> **EXERCISE GOAL**: Count how many lines of the listing below contain the string "door". Reply with the number alone.
Start of RECORDS TO USE
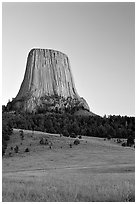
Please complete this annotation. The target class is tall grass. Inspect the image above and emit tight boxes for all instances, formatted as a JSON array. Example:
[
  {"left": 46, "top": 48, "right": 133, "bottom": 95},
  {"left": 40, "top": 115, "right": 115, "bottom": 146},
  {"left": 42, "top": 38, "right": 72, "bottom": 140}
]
[{"left": 2, "top": 174, "right": 135, "bottom": 202}]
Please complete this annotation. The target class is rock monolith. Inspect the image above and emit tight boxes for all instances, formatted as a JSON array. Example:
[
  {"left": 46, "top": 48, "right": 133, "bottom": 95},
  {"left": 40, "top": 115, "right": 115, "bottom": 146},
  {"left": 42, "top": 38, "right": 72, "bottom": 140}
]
[{"left": 12, "top": 49, "right": 89, "bottom": 112}]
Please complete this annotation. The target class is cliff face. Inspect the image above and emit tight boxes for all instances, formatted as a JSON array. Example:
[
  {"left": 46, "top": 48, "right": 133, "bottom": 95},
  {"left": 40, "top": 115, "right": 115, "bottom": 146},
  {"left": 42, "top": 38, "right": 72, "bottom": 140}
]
[{"left": 13, "top": 49, "right": 89, "bottom": 112}]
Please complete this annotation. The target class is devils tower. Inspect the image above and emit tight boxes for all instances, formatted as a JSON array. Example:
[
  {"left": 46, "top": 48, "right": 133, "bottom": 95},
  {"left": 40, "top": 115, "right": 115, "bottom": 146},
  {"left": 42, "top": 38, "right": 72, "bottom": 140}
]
[{"left": 12, "top": 49, "right": 89, "bottom": 112}]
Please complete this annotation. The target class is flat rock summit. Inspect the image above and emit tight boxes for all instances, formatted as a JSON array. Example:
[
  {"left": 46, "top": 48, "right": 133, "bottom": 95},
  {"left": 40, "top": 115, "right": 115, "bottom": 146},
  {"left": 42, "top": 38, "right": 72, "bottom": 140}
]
[{"left": 12, "top": 49, "right": 93, "bottom": 112}]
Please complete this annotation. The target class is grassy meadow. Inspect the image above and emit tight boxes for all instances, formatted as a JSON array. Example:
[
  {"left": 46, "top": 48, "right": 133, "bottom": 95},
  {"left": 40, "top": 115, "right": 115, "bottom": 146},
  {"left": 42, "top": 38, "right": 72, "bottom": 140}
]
[{"left": 2, "top": 130, "right": 135, "bottom": 202}]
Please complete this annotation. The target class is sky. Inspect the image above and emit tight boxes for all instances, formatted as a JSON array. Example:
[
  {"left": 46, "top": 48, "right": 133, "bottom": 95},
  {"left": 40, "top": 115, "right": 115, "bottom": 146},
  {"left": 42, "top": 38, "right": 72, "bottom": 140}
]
[{"left": 2, "top": 2, "right": 135, "bottom": 116}]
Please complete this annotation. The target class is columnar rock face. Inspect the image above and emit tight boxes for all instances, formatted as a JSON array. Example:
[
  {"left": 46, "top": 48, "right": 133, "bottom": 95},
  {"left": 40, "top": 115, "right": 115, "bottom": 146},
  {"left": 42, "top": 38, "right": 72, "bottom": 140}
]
[{"left": 13, "top": 49, "right": 89, "bottom": 112}]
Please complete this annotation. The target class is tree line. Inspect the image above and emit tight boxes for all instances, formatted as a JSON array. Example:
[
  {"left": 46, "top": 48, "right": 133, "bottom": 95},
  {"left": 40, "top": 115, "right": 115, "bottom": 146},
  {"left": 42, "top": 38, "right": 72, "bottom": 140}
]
[{"left": 2, "top": 112, "right": 135, "bottom": 139}]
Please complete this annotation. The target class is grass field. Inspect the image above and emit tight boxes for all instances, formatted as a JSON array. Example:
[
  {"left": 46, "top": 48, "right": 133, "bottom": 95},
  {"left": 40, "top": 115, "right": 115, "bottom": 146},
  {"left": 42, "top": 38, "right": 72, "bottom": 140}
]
[{"left": 2, "top": 130, "right": 135, "bottom": 202}]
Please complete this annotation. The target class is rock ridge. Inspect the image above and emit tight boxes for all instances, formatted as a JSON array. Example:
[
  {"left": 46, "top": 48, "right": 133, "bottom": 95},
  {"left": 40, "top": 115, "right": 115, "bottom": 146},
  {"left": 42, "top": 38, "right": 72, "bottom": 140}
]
[{"left": 13, "top": 48, "right": 89, "bottom": 112}]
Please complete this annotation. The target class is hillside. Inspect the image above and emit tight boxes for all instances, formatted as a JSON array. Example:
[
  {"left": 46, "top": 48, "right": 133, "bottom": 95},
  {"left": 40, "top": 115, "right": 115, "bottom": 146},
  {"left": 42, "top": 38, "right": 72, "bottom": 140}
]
[{"left": 3, "top": 129, "right": 135, "bottom": 202}]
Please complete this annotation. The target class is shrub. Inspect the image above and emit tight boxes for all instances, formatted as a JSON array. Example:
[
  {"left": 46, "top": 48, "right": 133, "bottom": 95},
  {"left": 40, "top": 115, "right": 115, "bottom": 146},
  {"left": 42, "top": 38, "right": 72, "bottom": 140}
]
[
  {"left": 127, "top": 136, "right": 134, "bottom": 146},
  {"left": 107, "top": 135, "right": 111, "bottom": 140},
  {"left": 70, "top": 133, "right": 77, "bottom": 138},
  {"left": 74, "top": 139, "right": 80, "bottom": 145},
  {"left": 14, "top": 145, "right": 19, "bottom": 153},
  {"left": 122, "top": 142, "right": 127, "bottom": 147},
  {"left": 78, "top": 135, "right": 82, "bottom": 139},
  {"left": 69, "top": 144, "right": 72, "bottom": 148}
]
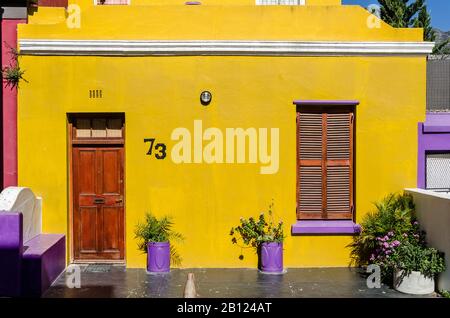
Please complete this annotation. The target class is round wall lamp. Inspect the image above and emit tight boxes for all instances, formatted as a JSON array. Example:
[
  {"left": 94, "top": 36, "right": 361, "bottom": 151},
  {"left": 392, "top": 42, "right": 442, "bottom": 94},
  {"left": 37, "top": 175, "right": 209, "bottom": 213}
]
[{"left": 200, "top": 91, "right": 212, "bottom": 106}]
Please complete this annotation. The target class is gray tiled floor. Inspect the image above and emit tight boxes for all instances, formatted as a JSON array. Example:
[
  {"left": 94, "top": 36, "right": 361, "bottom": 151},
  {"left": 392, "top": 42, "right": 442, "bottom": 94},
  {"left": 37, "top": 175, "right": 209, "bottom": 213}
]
[{"left": 44, "top": 265, "right": 434, "bottom": 298}]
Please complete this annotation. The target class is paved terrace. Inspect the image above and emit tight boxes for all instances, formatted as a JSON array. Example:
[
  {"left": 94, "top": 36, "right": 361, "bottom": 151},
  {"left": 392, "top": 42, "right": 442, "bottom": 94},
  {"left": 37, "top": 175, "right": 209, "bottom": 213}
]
[{"left": 43, "top": 265, "right": 436, "bottom": 298}]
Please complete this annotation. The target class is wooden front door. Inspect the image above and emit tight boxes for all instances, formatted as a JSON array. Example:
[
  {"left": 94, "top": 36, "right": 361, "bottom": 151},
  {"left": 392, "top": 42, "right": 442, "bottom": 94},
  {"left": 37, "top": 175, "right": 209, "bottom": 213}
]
[{"left": 72, "top": 146, "right": 124, "bottom": 260}]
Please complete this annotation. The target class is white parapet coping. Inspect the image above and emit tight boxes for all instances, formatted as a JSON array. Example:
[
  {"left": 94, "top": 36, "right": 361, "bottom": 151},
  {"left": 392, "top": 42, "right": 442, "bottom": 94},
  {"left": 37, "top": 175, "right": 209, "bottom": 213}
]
[
  {"left": 19, "top": 39, "right": 434, "bottom": 56},
  {"left": 405, "top": 189, "right": 450, "bottom": 290}
]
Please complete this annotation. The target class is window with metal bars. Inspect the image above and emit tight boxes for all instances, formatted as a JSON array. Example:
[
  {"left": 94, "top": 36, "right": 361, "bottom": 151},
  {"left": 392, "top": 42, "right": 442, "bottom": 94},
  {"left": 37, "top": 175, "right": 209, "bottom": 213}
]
[
  {"left": 297, "top": 107, "right": 354, "bottom": 219},
  {"left": 426, "top": 152, "right": 450, "bottom": 192}
]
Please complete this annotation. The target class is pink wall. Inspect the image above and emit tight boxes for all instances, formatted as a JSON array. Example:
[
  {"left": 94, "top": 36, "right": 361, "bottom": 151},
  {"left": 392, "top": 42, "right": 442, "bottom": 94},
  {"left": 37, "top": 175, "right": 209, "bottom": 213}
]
[{"left": 1, "top": 19, "right": 26, "bottom": 188}]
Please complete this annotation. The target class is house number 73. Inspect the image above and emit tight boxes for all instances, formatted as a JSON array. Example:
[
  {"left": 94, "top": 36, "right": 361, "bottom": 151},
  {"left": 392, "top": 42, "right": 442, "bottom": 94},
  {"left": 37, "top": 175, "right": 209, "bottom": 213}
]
[{"left": 144, "top": 138, "right": 167, "bottom": 159}]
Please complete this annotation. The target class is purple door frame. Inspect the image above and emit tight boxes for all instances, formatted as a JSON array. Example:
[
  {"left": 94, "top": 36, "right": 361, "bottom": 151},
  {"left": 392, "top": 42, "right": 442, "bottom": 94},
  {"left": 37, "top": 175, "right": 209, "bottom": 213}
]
[
  {"left": 417, "top": 113, "right": 450, "bottom": 189},
  {"left": 1, "top": 19, "right": 27, "bottom": 188}
]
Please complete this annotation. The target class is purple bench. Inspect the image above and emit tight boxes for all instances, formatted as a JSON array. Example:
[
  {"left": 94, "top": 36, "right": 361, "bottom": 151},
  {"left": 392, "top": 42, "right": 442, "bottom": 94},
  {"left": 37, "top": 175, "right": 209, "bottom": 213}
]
[{"left": 0, "top": 212, "right": 66, "bottom": 297}]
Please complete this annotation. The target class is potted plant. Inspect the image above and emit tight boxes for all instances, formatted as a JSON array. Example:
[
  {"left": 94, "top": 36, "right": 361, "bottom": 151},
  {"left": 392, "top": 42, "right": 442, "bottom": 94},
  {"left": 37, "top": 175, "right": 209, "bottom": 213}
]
[
  {"left": 135, "top": 213, "right": 184, "bottom": 273},
  {"left": 349, "top": 193, "right": 445, "bottom": 294},
  {"left": 230, "top": 204, "right": 285, "bottom": 274},
  {"left": 390, "top": 242, "right": 445, "bottom": 295}
]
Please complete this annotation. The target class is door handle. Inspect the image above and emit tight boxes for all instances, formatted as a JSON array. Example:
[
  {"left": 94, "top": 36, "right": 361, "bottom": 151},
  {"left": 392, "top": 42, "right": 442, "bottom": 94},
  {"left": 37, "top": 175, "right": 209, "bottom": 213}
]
[{"left": 94, "top": 198, "right": 105, "bottom": 204}]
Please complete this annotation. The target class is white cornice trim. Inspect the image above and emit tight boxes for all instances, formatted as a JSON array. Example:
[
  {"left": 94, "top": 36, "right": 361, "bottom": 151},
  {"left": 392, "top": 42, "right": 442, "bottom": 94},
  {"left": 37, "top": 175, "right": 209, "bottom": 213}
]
[{"left": 19, "top": 39, "right": 434, "bottom": 56}]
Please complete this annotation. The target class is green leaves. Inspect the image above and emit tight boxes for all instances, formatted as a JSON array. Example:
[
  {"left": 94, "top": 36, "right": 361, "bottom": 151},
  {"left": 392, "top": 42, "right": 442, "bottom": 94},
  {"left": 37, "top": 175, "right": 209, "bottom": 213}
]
[
  {"left": 391, "top": 242, "right": 445, "bottom": 278},
  {"left": 348, "top": 194, "right": 445, "bottom": 280},
  {"left": 378, "top": 0, "right": 436, "bottom": 42},
  {"left": 1, "top": 42, "right": 27, "bottom": 89},
  {"left": 134, "top": 213, "right": 184, "bottom": 266},
  {"left": 230, "top": 203, "right": 285, "bottom": 258}
]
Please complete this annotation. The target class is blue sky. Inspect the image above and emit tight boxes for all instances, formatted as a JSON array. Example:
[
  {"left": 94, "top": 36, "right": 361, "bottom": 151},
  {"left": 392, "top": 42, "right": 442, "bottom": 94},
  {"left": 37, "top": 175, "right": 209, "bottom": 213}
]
[{"left": 342, "top": 0, "right": 450, "bottom": 31}]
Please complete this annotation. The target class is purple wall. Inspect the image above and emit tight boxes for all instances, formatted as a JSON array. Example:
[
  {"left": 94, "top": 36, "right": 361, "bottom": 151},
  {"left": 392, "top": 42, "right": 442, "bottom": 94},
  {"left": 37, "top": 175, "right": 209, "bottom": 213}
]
[{"left": 417, "top": 113, "right": 450, "bottom": 189}]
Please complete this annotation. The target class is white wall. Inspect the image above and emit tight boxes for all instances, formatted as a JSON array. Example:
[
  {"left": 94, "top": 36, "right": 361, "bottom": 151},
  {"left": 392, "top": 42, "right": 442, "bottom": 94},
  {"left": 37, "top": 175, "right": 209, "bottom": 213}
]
[{"left": 406, "top": 189, "right": 450, "bottom": 290}]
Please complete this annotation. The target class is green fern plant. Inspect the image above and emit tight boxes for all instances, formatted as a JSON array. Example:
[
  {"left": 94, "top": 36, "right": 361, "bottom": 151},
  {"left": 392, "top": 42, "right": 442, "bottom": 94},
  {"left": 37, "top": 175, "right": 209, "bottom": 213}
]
[
  {"left": 1, "top": 42, "right": 28, "bottom": 88},
  {"left": 348, "top": 193, "right": 423, "bottom": 266},
  {"left": 135, "top": 213, "right": 184, "bottom": 266},
  {"left": 2, "top": 65, "right": 26, "bottom": 88}
]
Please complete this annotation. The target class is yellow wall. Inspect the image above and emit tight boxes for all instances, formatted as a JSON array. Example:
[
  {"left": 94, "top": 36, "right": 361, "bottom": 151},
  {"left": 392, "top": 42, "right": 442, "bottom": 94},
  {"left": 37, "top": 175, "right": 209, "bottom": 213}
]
End of RECORDS TO USE
> **WRITTEN SOLUTION**: 3